━━━━━ Data supplied ━━━━━

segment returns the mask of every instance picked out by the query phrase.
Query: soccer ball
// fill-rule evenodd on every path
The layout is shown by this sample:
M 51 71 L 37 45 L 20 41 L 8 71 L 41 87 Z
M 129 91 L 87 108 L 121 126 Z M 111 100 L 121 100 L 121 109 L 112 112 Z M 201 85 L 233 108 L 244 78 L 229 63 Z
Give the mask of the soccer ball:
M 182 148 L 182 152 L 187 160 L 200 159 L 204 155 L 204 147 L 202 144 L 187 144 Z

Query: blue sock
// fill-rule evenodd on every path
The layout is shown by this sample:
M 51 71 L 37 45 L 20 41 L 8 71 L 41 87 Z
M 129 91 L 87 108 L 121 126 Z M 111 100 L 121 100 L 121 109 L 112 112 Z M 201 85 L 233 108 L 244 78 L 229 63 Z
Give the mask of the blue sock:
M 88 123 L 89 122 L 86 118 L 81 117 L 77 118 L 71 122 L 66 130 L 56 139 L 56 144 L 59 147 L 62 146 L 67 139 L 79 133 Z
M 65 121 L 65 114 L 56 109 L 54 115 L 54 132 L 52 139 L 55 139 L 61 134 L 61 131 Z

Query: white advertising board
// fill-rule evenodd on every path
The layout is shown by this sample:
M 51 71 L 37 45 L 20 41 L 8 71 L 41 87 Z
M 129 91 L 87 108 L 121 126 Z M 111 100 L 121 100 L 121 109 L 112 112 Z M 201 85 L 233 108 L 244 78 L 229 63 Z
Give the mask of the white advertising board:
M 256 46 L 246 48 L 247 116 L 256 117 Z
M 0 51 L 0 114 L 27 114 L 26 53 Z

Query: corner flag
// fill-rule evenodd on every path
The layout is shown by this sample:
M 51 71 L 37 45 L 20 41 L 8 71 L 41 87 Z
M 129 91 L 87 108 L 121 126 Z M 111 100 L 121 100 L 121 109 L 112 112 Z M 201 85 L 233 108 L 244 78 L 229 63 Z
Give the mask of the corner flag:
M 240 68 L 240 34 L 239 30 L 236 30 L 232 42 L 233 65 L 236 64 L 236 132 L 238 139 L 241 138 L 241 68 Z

━━━━━

#### Your task:
Reproduce all the records above with "mask" switched to "outline" wherever it occurs, leaving everything else unchanged.

#### Task answer:
segment returns the outline of every instance picked out by the query phrase.
Query: soccer ball
// fill-rule evenodd on every path
The layout is shown by this sample:
M 51 71 L 37 45 L 20 41 L 8 71 L 41 87 Z
M 129 91 L 87 108 L 121 126 Z M 111 100 L 121 100 L 121 109 L 112 112 Z M 201 85 L 233 108 L 244 78 L 229 63 Z
Give the outline of the soccer ball:
M 182 148 L 182 152 L 187 160 L 200 159 L 204 155 L 204 147 L 202 144 L 187 144 Z

Query: blue sock
// fill-rule evenodd on every path
The layout is shown by this sample:
M 51 71 L 37 45 L 20 41 L 8 71 L 41 87 Z
M 129 91 L 87 108 L 121 126 Z M 111 100 L 121 100 L 121 109 L 112 112 Z M 201 85 L 233 108 L 244 78 L 229 63 Z
Give the outline of the blue sock:
M 88 123 L 89 122 L 86 118 L 81 117 L 77 118 L 71 122 L 66 130 L 56 139 L 56 144 L 59 147 L 62 146 L 67 139 L 79 133 Z
M 65 121 L 65 114 L 56 109 L 54 115 L 54 132 L 52 139 L 55 139 L 61 134 L 61 131 Z

Query: white advertising board
// fill-rule evenodd on every path
The layout is shown by this sample:
M 51 71 L 37 45 L 20 41 L 8 71 L 41 87 Z
M 129 91 L 87 108 L 121 126 Z M 111 100 L 121 100 L 121 109 L 112 112 Z M 201 85 L 233 108 L 244 78 L 229 63 Z
Give the outline of the white advertising board:
M 256 46 L 246 48 L 247 116 L 256 117 Z
M 0 51 L 0 114 L 27 114 L 26 53 Z

Query: corner flag
// fill-rule evenodd on every path
The layout is shown by this sample:
M 51 71 L 37 45 L 20 41 L 8 71 L 41 87 Z
M 129 91 L 87 108 L 121 126 Z M 111 100 L 121 100 L 121 109 L 112 112 Z M 201 85 L 233 108 L 244 78 L 229 63 Z
Give the outline of the corner flag:
M 240 68 L 240 34 L 239 30 L 236 30 L 232 42 L 233 65 L 236 64 L 236 132 L 238 139 L 241 138 L 241 68 Z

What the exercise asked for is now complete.